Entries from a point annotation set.
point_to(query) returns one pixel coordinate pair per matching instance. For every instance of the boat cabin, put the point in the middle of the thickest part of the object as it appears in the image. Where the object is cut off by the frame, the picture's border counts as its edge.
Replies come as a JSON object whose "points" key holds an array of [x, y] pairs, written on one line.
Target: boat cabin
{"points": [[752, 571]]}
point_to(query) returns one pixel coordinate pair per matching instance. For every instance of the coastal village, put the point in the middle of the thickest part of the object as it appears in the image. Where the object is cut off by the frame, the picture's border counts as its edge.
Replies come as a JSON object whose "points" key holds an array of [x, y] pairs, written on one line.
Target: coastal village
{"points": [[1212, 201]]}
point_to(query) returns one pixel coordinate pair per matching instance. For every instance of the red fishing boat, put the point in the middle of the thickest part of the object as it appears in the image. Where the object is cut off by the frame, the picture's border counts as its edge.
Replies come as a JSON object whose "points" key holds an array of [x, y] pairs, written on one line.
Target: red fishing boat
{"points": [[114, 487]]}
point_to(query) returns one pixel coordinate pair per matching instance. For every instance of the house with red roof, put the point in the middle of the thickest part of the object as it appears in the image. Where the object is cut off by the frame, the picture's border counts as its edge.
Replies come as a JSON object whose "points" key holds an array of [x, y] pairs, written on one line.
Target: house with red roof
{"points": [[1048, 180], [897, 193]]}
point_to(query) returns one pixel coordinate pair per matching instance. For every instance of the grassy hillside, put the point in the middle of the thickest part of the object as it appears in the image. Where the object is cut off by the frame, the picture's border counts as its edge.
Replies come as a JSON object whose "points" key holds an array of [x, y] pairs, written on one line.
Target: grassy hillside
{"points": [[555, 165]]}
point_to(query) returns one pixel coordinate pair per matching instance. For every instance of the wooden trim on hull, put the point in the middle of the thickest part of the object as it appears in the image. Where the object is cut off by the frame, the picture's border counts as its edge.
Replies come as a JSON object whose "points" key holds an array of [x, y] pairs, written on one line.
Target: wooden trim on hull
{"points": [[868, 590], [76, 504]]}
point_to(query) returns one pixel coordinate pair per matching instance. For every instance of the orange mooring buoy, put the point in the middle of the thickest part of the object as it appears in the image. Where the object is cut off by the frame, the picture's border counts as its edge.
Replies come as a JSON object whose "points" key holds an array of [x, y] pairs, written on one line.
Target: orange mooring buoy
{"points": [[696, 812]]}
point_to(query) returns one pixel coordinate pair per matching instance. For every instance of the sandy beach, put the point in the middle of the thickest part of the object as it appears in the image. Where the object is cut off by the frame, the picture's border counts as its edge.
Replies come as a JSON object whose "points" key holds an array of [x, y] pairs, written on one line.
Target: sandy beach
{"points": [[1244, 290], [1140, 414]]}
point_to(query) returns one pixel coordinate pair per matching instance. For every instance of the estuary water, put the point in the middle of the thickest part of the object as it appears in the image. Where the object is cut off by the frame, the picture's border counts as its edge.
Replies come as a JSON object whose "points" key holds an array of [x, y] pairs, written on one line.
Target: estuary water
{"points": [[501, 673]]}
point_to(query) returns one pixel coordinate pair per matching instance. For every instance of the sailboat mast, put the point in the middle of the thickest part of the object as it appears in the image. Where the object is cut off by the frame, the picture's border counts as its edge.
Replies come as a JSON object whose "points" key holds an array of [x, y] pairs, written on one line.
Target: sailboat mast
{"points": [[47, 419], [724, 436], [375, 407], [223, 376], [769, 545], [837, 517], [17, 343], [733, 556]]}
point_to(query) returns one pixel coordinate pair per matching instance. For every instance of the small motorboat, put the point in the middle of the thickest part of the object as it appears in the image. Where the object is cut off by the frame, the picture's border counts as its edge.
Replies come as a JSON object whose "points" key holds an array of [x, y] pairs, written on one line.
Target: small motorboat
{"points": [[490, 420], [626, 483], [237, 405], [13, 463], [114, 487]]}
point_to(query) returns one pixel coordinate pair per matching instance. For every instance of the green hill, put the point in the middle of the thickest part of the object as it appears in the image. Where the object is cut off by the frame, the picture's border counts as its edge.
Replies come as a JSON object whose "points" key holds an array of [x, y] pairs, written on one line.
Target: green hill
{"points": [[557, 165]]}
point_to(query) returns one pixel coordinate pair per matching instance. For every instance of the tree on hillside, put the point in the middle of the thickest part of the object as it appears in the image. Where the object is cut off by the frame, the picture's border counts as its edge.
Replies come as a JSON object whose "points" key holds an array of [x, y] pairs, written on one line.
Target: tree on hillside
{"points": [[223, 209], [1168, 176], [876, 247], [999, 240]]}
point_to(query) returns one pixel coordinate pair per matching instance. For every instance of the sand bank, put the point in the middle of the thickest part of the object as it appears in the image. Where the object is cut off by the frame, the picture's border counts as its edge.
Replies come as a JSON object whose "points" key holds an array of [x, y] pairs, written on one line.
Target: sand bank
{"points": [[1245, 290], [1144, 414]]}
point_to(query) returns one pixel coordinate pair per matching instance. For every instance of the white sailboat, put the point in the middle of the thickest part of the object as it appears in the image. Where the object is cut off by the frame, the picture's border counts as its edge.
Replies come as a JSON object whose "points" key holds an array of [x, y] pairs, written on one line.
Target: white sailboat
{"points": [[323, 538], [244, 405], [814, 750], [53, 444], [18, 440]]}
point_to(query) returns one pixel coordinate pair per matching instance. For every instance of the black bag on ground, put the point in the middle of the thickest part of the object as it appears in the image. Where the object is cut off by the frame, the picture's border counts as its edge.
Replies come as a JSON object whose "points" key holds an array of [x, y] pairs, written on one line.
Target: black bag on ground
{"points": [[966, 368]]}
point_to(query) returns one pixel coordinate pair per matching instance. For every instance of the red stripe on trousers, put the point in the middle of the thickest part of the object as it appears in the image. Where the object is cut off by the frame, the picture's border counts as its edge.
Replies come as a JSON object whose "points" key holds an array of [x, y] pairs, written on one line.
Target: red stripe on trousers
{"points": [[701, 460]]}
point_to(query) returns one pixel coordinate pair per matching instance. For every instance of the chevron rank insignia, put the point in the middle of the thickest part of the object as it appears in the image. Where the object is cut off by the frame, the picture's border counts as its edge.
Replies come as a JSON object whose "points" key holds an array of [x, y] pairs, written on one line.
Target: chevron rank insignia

Request. In the entries above, find the line containing "of the black". Set down that line and every line after it through the last one, exactly and alone.

Response for this exercise.
point_to(query) returns one pixel coordinate pair per matching instance. For every instance of the black bag on ground, put the point in the middle of the thickest part of the object as it appears in the image. Where the object is cut off by the frame, the picture's border counts as its edge.
Replies come as a JSON object whose "points" key holds an array of [x, y] pairs, written on one line.
Target: black bag on ground
{"points": [[966, 368]]}
point_to(query) returns one pixel coordinate pair per matching instance. For every instance of the red stripe on trousers, put the point in the middle of the thickest part of the object as it appears in the image. Where the object is cut off by the frame, the picture's border counts as its edge.
Replies come as a JSON object whose "points" key holds an array of [x, y] pairs, written on one line.
Target: red stripe on trousers
{"points": [[701, 460]]}
point_to(query) returns one pixel coordinate pair per matching instance. For every instance of the chevron rank insignia, put the point in the middle of the thickest part of the object as it appears in the image. Where the object is cut off by the frame, the picture's border counts as its edge.
Replies come as a JSON object whose "points" key holds an array of [x, y] pairs, written on one line.
Target: chevron rank insignia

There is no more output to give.